REQUIRED TASK: Show every line of the entries below that contains the word "interior", treating uppercase and lowercase as different.

** START OF DATASET CONTENT **

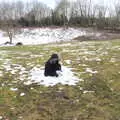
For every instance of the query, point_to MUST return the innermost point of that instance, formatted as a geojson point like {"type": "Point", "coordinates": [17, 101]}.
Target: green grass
{"type": "Point", "coordinates": [95, 98]}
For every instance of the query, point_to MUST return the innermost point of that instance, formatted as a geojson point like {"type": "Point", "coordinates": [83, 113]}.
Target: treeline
{"type": "Point", "coordinates": [83, 13]}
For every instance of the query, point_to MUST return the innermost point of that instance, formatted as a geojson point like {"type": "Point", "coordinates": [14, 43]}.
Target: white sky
{"type": "Point", "coordinates": [51, 3]}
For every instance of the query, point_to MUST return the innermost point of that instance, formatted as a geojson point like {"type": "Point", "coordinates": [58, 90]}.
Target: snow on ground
{"type": "Point", "coordinates": [65, 77]}
{"type": "Point", "coordinates": [44, 35]}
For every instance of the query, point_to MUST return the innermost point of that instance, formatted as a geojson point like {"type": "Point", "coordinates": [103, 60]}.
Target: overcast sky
{"type": "Point", "coordinates": [51, 3]}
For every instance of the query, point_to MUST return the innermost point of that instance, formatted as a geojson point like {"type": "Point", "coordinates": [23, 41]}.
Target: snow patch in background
{"type": "Point", "coordinates": [43, 35]}
{"type": "Point", "coordinates": [65, 77]}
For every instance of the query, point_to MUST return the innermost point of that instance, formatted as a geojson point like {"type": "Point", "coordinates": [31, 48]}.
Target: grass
{"type": "Point", "coordinates": [97, 97]}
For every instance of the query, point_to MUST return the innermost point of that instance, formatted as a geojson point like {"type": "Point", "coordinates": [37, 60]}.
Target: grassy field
{"type": "Point", "coordinates": [96, 97]}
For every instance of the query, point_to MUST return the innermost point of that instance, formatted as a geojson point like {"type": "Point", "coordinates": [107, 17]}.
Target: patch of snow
{"type": "Point", "coordinates": [13, 89]}
{"type": "Point", "coordinates": [65, 77]}
{"type": "Point", "coordinates": [112, 60]}
{"type": "Point", "coordinates": [86, 91]}
{"type": "Point", "coordinates": [22, 94]}
{"type": "Point", "coordinates": [68, 61]}
{"type": "Point", "coordinates": [43, 35]}
{"type": "Point", "coordinates": [89, 70]}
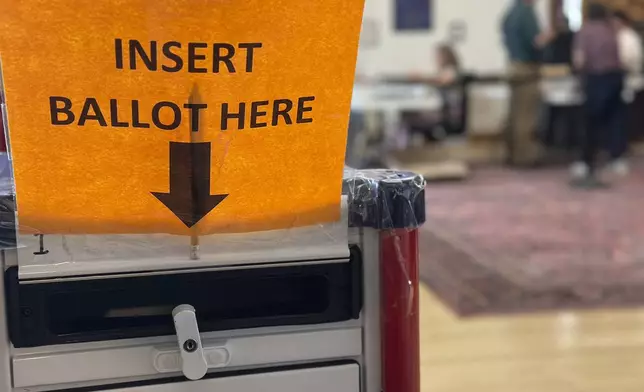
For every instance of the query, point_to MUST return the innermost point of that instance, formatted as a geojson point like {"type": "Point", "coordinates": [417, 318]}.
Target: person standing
{"type": "Point", "coordinates": [630, 51]}
{"type": "Point", "coordinates": [597, 57]}
{"type": "Point", "coordinates": [524, 42]}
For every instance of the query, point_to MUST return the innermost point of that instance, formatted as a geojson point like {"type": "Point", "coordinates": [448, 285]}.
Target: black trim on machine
{"type": "Point", "coordinates": [61, 312]}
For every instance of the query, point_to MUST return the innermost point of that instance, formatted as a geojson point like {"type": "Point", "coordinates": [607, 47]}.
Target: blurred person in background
{"type": "Point", "coordinates": [630, 51]}
{"type": "Point", "coordinates": [597, 57]}
{"type": "Point", "coordinates": [432, 126]}
{"type": "Point", "coordinates": [559, 50]}
{"type": "Point", "coordinates": [524, 42]}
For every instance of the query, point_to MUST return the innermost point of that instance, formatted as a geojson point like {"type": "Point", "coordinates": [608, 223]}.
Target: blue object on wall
{"type": "Point", "coordinates": [413, 15]}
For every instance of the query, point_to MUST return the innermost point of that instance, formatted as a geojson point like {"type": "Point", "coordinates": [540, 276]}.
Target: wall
{"type": "Point", "coordinates": [412, 53]}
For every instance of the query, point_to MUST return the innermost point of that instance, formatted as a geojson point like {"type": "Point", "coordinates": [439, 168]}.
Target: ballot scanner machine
{"type": "Point", "coordinates": [330, 307]}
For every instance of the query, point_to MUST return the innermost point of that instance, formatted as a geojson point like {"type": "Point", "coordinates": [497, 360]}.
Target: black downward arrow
{"type": "Point", "coordinates": [189, 197]}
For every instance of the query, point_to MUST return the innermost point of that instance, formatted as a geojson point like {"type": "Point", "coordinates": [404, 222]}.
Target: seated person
{"type": "Point", "coordinates": [437, 125]}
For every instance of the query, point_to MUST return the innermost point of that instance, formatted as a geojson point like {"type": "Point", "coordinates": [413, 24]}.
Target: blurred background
{"type": "Point", "coordinates": [525, 117]}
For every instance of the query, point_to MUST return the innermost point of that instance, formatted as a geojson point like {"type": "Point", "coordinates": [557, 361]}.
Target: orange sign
{"type": "Point", "coordinates": [145, 116]}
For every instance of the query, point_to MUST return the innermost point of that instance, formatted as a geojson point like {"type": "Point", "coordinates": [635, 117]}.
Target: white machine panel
{"type": "Point", "coordinates": [80, 365]}
{"type": "Point", "coordinates": [345, 378]}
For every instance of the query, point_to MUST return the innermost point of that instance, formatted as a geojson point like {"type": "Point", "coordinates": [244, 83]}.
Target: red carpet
{"type": "Point", "coordinates": [514, 241]}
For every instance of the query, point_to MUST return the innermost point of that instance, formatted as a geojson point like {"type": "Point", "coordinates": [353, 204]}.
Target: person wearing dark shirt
{"type": "Point", "coordinates": [524, 42]}
{"type": "Point", "coordinates": [596, 56]}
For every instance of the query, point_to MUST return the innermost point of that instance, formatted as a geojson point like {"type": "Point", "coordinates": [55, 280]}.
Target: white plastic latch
{"type": "Point", "coordinates": [193, 361]}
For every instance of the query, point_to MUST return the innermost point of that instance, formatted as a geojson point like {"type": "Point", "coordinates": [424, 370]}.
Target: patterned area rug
{"type": "Point", "coordinates": [517, 241]}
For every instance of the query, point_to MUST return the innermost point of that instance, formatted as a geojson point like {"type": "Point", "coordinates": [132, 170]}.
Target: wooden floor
{"type": "Point", "coordinates": [569, 351]}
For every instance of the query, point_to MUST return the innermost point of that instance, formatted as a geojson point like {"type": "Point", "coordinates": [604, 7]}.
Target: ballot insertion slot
{"type": "Point", "coordinates": [119, 308]}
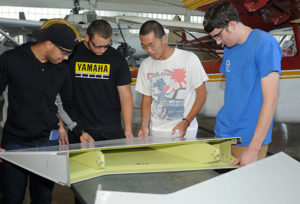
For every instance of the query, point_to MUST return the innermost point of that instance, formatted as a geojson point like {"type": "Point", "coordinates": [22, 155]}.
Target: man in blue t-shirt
{"type": "Point", "coordinates": [251, 64]}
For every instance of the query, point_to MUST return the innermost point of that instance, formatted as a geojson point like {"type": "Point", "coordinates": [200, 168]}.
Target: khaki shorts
{"type": "Point", "coordinates": [237, 151]}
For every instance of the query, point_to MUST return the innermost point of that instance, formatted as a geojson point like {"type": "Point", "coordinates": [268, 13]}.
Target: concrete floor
{"type": "Point", "coordinates": [286, 138]}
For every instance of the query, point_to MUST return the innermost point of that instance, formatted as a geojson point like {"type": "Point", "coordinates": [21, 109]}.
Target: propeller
{"type": "Point", "coordinates": [126, 50]}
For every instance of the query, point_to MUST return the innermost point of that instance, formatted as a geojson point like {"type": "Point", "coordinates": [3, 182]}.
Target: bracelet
{"type": "Point", "coordinates": [186, 121]}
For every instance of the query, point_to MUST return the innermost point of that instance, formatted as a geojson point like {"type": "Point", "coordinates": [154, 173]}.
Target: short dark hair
{"type": "Point", "coordinates": [152, 26]}
{"type": "Point", "coordinates": [219, 15]}
{"type": "Point", "coordinates": [100, 27]}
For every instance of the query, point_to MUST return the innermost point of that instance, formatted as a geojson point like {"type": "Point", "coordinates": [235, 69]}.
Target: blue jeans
{"type": "Point", "coordinates": [14, 180]}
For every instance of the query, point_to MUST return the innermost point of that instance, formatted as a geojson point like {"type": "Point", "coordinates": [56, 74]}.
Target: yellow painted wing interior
{"type": "Point", "coordinates": [177, 156]}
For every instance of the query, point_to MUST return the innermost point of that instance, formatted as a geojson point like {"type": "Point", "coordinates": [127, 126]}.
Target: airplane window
{"type": "Point", "coordinates": [286, 39]}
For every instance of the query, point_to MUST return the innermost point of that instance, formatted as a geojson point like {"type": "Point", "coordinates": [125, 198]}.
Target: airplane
{"type": "Point", "coordinates": [121, 40]}
{"type": "Point", "coordinates": [281, 18]}
{"type": "Point", "coordinates": [283, 24]}
{"type": "Point", "coordinates": [253, 13]}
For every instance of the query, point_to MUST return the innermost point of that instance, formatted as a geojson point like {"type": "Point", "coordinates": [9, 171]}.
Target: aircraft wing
{"type": "Point", "coordinates": [16, 26]}
{"type": "Point", "coordinates": [166, 23]}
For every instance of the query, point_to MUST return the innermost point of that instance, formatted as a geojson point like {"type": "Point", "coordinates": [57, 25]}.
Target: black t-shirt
{"type": "Point", "coordinates": [95, 80]}
{"type": "Point", "coordinates": [32, 89]}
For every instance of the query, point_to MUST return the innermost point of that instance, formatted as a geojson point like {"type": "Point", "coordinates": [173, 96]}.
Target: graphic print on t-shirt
{"type": "Point", "coordinates": [92, 70]}
{"type": "Point", "coordinates": [168, 93]}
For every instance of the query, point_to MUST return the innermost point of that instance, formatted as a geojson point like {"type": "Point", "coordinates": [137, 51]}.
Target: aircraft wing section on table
{"type": "Point", "coordinates": [275, 180]}
{"type": "Point", "coordinates": [69, 164]}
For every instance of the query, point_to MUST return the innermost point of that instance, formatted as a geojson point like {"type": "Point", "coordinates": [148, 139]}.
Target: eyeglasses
{"type": "Point", "coordinates": [100, 46]}
{"type": "Point", "coordinates": [151, 45]}
{"type": "Point", "coordinates": [218, 35]}
{"type": "Point", "coordinates": [64, 51]}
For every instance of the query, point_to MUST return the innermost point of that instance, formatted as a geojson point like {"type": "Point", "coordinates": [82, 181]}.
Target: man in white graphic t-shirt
{"type": "Point", "coordinates": [172, 82]}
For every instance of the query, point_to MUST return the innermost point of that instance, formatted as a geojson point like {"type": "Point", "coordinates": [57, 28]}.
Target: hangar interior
{"type": "Point", "coordinates": [285, 134]}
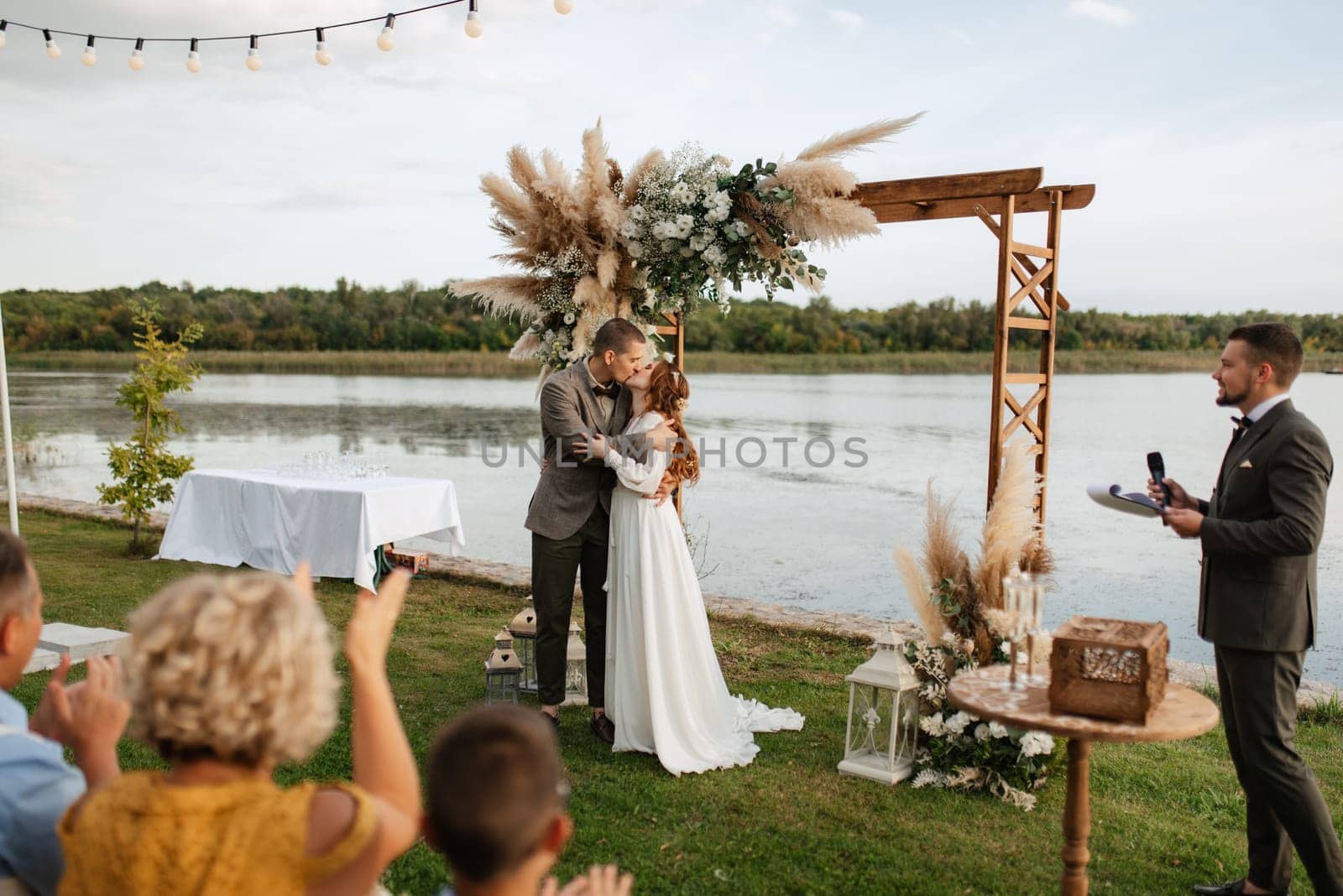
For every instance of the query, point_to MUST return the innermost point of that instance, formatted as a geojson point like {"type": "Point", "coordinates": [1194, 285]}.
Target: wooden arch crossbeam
{"type": "Point", "coordinates": [1027, 271]}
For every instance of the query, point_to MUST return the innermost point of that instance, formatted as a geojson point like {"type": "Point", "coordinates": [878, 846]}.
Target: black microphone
{"type": "Point", "coordinates": [1158, 468]}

** END OF DATASET CONTENT **

PROBLEM SOLUTION:
Target: yellow painted wing interior
Target: hangar interior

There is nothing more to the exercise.